Dans ce contexte, si 60 % des Latins d’Amérique n’ont pas l’eau courante, alors 40 % en bénéficient. S’agit-il de ceux qui n’ont pas l’eau chaude ? Si oui, il eut suffi d’écrire que personne n’a l’eau chaude au robinet. Et d’ajouter logiquement que tous ceux qui n’ont pas l’eau au robinet ont l’eau chaude (le service de distribution d’eau la refroidit-elle en la livrant à domicile ?).

Je suis allée en Amérique Latine et j’ai eu la chan-ce de recevoir de l’ « agua caliente » pour ma douche à de nombreux endroits, chez l’habitant. Donc, cette solution est fausse. Alors de 20 à 59,9999999999 % des habitants étudiés bénéficient d’eau chaude non courante (il faudra aussi utiliser l’eau non courante non chaude puisqu’il y a 100 % d’habitants). Sources chaudes, astucieux systèmes réchauffant l’eau du puits, brûlantes cogitations neuronales des habitants ainsi informés et placés près des réservoirs d’eau de pluie, etc. À moins que ces statistiques ne prennent aussi en compte de l’eau chaude qui ne serait pas placée au service de l’homme. Ainsi les habitants d’Amérique Latine « ont » de l’eau chaude dans certains courants marins, sous leur sol.... sans l’utiliser comme « eau courante ».

__SÉRIE D'EXERCICES__.
**A)** Dans le texte source, relevez tous les moyens d'avoir de l'eau chaude énumérés dans la phrase qui commence par « Sources chaudes ».
**B)** Répondez aux questions suivantes à partir du texte source.
(i) Quel pourcentage des Latins d'Amérique n'a pas l'eau courante ?
(ii) Quelle eau a été reçue pour la douche chez l'habitant ?
(iii) Où les habitants d'Amérique latine « ont »-ils de l'eau chaude sans l'utiliser comme « eau courante » ?
**C)** Recopiez le passage du texte source qui va de « Dans ce contexte, si » jusqu'à « livrant à domicile ?). ».

__DONNÉES ENREGISTRÉES__.
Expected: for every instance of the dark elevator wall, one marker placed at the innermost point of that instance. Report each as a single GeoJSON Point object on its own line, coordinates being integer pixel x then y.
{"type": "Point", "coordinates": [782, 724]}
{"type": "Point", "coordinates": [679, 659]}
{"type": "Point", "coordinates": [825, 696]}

__RÉPONSES CI-DESSOUS__.
**A)** Sources chaudes ; astucieux systèmes réchauffant l'eau du puits ; brûlantes cogitations neuronales des habitants ainsi informés et placés près des réservoirs d'eau de pluie.

**B)**
(i) 60 %.
(ii) De l'« agua caliente ».
(iii) Dans certains courants marins, sous leur sol.

**C)**
Dans ce contexte, si 60 % des Latins d’Amérique n’ont pas l’eau courante, alors 40 % en bénéficient. S’agit-il de ceux qui n’ont pas l’eau chaude ? Si oui, il eut suffi d’écrire que personne n’a l’eau chaude au robinet. Et d’ajouter logiquement que tous ceux qui n’ont pas l’eau au robinet ont l’eau chaude (le service de distribution d’eau la refroidit-elle en la livrant à domicile ?).